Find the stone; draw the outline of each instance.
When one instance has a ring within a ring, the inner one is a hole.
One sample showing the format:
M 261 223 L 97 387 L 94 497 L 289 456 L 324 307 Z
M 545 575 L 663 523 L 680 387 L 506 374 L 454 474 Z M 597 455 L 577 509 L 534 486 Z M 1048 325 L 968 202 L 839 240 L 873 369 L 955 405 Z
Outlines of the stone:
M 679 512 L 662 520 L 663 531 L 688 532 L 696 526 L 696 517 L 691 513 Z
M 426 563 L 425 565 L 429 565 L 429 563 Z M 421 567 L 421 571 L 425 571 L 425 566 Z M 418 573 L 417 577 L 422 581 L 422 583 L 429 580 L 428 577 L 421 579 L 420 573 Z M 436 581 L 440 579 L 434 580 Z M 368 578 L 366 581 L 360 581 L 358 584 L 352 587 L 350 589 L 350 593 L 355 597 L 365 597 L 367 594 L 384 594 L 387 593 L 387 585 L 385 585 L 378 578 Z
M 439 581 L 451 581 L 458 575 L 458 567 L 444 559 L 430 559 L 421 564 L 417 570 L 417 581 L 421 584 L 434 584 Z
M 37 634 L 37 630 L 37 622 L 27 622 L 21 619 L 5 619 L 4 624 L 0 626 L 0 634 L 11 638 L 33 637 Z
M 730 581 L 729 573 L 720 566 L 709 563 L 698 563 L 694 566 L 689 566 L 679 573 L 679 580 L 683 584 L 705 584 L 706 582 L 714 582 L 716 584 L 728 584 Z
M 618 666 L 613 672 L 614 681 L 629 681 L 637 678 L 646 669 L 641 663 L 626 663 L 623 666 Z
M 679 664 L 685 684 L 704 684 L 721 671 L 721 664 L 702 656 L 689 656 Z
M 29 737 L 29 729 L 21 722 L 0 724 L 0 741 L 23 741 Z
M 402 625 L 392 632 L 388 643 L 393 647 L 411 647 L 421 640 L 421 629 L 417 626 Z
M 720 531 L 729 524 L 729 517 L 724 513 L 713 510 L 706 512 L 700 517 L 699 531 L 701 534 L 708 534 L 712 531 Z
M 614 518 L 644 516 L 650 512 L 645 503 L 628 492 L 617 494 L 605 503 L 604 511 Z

++++++++

● **WORK INSTRUCTIONS**
Copy out word for word each line of the listing, from the very first line down to the line containing "M 545 575 L", and stop after that line.

● **EXERCISE ANSWER**
Find the stone; draw the outline of each instance.
When one instance has a ring within a ring, the inner one is a hole.
One sample showing the format:
M 261 223 L 97 387 L 94 497 L 289 456 L 324 307 Z
M 545 575 L 663 523 L 680 387 L 506 374 L 454 474 Z M 597 455 L 577 509 L 534 486 Z M 1048 325 L 968 202 L 839 240 L 873 369 L 955 405 Z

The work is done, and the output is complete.